[Data Boundary: Start]

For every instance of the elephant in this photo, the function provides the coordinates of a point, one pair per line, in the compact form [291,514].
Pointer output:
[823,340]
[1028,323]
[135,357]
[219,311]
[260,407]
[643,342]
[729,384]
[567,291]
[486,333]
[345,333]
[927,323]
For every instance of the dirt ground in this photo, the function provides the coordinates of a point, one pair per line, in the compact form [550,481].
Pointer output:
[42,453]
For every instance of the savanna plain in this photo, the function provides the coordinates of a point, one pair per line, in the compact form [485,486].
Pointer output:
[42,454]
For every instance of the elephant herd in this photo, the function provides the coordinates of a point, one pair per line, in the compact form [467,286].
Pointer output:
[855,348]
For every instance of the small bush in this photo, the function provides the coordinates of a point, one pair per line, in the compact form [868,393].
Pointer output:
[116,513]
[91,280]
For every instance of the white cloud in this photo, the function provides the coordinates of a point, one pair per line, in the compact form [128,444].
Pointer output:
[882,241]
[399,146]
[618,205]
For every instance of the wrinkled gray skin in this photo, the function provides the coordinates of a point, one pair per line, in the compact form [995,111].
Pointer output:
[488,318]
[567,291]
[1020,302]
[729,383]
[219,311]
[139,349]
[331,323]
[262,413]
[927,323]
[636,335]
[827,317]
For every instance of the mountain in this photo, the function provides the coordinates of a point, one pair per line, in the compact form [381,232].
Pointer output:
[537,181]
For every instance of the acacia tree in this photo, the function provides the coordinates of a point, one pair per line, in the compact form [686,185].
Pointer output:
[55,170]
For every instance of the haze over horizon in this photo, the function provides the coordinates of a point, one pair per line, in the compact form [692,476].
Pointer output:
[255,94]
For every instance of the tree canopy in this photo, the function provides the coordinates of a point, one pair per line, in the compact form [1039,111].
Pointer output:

[Data Boundary: End]

- [What you will do]:
Your task is to copy each line of the entries that includes the word "coordinates".

- [Response area]:
For every instance of the elephant in this photo, the function provides the coordinates of a point, one pair per line, in the compact form [291,514].
For every instance of the dirt ground in this photo, the function provides the coordinates of a point, one pair per line, in the compact form [550,481].
For every instance of the savanna plain in this photo, the function provides the coordinates of a point, one pair per line, in the compact form [485,486].
For every instance of the elephant herd in this photo, the function provides the coordinates of a point, one pair per line, in the compact form [467,286].
For every instance of the small bush in this photo, the function provides the coordinates of a point, one pair per line, in the compact form [868,393].
For every instance of the white cloud in this photo, the function provides the coordinates of a point, one pair per line, in the compact form [128,444].
For every instance of the wrinkled gray skin in this photo, the function provides the coordinates of a point, one pair per line, in the compact form [995,111].
For every instance of the mountain in this photo, the function provides the coordinates of a point, one pair per line, in the compact form [381,232].
For every instance of the acacia tree in this photo, the function provides the coordinates of a point, one pair per line, in the compact form [686,185].
For every instance of the haze over horizon in this photo, the function provides the coordinates of a point, one pair per line, in the compact form [692,476].
For every instance of the tree canopy in this photo, the function provides the coordinates of a point, one pair per line, in the compact form [1039,111].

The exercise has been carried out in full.